→ **What the task asks**: Extract each line of the items below that contains the word "shirt".

→ **Dataset excerpt**:
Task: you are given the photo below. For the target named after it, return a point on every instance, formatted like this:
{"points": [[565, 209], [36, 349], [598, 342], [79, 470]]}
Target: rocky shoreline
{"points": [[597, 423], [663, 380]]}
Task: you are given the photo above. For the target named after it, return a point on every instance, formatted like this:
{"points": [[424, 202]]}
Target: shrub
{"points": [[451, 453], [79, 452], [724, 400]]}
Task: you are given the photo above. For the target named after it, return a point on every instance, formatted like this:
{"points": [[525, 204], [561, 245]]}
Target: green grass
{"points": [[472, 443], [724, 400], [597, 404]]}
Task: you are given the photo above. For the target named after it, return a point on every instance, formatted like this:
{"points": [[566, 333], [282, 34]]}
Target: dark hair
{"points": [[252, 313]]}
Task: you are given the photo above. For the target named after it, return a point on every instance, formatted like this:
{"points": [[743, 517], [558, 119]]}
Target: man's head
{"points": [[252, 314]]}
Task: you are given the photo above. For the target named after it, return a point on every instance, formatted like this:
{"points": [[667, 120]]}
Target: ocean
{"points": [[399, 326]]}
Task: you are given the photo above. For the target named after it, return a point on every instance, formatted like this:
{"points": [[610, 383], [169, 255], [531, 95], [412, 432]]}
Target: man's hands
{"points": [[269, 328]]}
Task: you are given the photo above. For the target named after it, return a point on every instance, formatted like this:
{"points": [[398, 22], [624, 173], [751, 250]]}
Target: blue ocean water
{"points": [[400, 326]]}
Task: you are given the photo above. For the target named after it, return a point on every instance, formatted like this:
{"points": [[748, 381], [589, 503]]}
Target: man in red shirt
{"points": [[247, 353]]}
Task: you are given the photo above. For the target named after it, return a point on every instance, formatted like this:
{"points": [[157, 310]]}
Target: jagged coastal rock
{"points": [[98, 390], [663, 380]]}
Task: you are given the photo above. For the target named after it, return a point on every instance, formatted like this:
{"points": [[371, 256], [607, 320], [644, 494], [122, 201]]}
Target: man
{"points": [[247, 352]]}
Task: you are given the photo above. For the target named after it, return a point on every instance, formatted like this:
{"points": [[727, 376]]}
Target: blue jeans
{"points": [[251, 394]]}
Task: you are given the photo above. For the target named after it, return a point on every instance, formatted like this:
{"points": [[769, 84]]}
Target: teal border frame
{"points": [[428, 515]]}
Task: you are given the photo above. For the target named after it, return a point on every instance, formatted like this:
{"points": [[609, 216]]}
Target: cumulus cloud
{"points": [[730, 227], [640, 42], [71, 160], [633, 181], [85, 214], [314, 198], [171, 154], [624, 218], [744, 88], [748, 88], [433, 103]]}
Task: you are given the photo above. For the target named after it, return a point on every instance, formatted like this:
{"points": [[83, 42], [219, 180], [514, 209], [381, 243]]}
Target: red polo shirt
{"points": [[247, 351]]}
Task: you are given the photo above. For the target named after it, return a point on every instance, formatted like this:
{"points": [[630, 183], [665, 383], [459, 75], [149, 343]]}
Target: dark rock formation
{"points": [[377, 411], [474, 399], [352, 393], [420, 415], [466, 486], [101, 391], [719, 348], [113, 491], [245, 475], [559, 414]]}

→ **Worked answer**:
Target: man in red shirt
Target: red polo shirt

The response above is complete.